(Dataset entries)
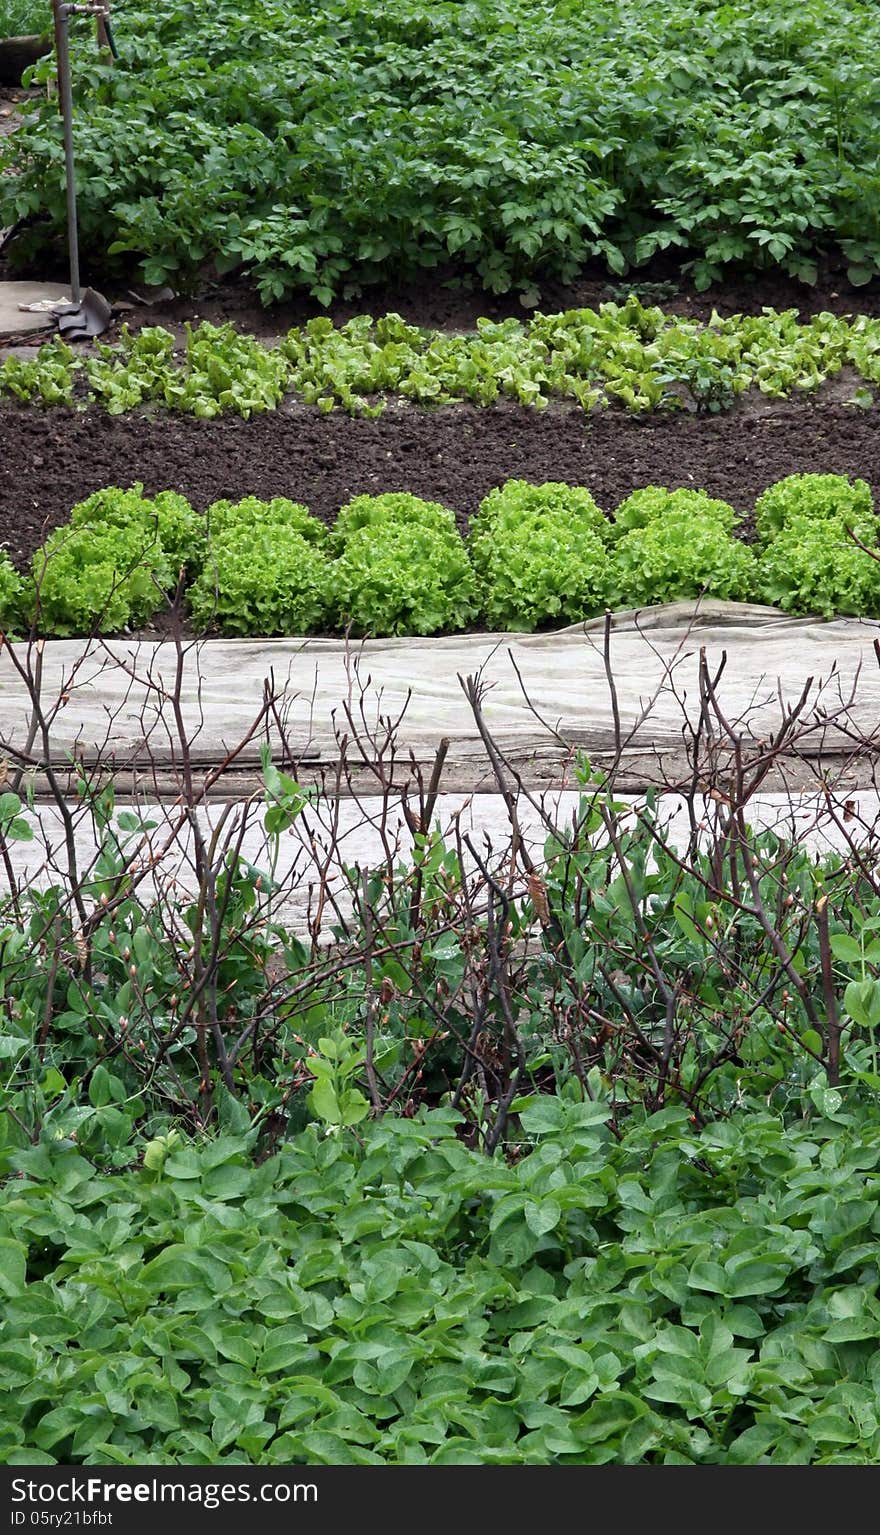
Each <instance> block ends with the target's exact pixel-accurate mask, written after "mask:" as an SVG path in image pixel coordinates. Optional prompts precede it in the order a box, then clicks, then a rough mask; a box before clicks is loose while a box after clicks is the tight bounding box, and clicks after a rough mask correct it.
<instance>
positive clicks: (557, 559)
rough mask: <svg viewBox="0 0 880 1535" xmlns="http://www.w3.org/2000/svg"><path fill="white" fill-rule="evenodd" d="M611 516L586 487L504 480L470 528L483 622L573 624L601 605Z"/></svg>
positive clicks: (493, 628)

**Instructions for the task:** Copy out every line of the listing above that contains the word "positive".

**The completed task:**
positive clicks: (557, 559)
positive clicks: (493, 628)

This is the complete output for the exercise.